- [How to complete this task]:
The required result is the exact run of lines beginning at the one containing "Target: person in dark blue shirt" and ending at the last line of the entries.

=== Section Start ===

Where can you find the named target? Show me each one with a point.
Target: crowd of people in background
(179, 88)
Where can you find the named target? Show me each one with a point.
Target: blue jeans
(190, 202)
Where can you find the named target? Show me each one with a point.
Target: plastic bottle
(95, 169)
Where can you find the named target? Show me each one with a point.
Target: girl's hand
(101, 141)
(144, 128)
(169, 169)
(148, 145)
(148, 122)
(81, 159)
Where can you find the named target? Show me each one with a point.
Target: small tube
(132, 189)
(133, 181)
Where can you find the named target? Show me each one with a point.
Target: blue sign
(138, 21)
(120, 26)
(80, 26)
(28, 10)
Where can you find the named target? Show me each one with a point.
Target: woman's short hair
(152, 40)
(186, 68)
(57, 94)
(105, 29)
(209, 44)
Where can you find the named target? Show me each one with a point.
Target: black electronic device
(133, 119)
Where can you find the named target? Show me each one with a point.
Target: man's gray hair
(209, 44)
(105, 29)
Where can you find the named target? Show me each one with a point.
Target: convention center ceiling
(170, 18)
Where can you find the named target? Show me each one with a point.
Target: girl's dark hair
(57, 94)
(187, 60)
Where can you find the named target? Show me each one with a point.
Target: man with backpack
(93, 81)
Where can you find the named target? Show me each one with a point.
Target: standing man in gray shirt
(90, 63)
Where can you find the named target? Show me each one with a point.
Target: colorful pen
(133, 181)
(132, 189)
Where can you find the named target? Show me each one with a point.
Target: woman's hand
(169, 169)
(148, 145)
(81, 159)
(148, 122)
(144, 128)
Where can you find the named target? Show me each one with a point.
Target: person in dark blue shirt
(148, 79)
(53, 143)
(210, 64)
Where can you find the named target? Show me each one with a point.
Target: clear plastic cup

=== Section End ===

- [Expected output]:
Target: person in dark blue shirt
(148, 79)
(53, 143)
(210, 64)
Where can you find the named target? Show me each one with a point.
Target: clear plastic cup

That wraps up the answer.